> Exercise details
How do the lines below between the ones holding "# test: mark one point on the stainless steel refrigerator, one" and "# test: mark one point on the stainless steel dishwasher, one", inclusive, read? Give them again exactly, with no other lines.

Image-grounded pointing data
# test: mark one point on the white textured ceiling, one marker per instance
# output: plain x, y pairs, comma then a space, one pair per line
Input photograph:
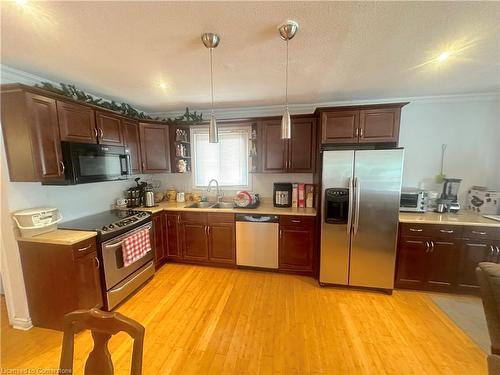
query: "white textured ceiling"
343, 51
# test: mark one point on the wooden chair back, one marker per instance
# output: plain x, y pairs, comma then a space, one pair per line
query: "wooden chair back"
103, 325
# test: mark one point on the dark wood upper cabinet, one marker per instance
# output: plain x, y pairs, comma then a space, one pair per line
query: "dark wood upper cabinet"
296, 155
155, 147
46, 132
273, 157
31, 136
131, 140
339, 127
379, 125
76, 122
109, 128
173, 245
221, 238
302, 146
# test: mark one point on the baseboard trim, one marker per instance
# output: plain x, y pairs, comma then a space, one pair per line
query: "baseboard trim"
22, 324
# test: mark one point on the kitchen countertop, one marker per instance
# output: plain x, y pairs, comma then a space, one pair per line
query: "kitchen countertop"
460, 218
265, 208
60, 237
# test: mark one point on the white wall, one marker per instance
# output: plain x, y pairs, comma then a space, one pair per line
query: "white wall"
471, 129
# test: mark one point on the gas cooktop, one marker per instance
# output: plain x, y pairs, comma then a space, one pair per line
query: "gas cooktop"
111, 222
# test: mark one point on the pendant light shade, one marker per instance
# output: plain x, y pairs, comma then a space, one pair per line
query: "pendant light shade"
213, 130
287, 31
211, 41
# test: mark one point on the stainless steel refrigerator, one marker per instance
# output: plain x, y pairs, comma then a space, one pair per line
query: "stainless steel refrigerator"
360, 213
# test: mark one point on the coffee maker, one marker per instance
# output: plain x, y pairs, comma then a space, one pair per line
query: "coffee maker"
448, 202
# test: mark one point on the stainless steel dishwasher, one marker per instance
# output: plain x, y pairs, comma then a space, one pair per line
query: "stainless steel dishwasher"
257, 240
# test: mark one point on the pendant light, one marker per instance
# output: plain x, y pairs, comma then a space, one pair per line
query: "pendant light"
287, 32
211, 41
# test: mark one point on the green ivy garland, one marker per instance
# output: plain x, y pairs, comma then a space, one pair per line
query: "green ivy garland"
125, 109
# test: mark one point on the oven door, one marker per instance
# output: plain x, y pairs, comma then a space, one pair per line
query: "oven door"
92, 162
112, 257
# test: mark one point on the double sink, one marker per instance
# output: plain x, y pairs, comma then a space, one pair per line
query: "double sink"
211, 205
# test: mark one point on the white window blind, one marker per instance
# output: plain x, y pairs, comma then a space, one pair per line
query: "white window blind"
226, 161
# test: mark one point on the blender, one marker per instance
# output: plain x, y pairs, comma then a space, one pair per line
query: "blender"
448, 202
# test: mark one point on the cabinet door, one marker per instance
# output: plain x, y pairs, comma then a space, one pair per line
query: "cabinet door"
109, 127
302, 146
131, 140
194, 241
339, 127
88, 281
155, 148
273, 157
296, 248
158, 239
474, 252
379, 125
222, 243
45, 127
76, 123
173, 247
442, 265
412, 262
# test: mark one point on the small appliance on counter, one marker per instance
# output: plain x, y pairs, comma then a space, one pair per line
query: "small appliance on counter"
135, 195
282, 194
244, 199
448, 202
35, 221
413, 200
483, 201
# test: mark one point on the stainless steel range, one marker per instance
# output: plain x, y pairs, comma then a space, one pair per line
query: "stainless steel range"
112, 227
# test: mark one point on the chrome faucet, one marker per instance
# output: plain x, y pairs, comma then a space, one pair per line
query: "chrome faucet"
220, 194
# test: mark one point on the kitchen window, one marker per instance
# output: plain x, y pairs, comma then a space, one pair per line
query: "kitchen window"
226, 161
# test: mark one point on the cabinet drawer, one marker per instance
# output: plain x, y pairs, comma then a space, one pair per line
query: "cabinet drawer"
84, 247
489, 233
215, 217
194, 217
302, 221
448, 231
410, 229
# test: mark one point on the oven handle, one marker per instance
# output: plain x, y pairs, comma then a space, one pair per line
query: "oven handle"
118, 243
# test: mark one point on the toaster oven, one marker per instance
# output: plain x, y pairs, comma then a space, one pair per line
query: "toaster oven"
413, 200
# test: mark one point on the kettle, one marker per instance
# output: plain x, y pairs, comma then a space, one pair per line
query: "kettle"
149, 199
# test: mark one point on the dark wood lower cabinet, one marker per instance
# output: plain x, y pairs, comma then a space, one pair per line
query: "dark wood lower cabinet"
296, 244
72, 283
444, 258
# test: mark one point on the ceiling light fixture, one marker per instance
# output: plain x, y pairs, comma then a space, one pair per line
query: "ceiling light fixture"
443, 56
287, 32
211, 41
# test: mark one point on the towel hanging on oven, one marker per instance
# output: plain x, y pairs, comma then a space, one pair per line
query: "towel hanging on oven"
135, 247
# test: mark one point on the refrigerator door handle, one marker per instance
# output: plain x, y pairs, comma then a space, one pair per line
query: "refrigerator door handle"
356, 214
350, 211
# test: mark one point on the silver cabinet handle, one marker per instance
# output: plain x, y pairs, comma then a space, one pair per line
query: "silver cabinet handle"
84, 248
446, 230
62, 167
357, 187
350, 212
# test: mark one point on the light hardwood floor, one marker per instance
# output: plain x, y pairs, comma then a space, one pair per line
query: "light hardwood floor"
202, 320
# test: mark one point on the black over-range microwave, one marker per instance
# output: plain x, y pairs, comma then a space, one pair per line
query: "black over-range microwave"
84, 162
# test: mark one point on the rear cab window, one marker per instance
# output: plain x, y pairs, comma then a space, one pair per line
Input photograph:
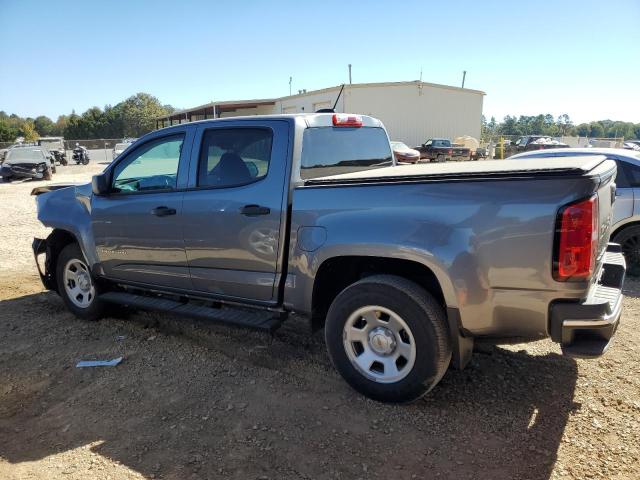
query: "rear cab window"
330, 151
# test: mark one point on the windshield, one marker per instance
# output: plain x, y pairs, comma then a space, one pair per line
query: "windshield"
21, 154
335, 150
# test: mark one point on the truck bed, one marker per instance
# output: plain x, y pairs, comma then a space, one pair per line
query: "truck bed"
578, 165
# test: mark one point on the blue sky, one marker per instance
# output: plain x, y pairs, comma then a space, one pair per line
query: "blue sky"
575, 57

> Task result
# test: mark one point on the stainless steel refrigerator, one marker per instance
# output: plain x, y pairs, comma then a space, one pair per line
query: "stainless steel refrigerator"
360, 213
# test: mark one point on the coffee maker, one marker per instance
# output: plain x, y pairs, comma then a space, one pair per line
query: "coffee maker"
448, 202
# test: mark one point on the stainless steel dishwasher, one marker per instance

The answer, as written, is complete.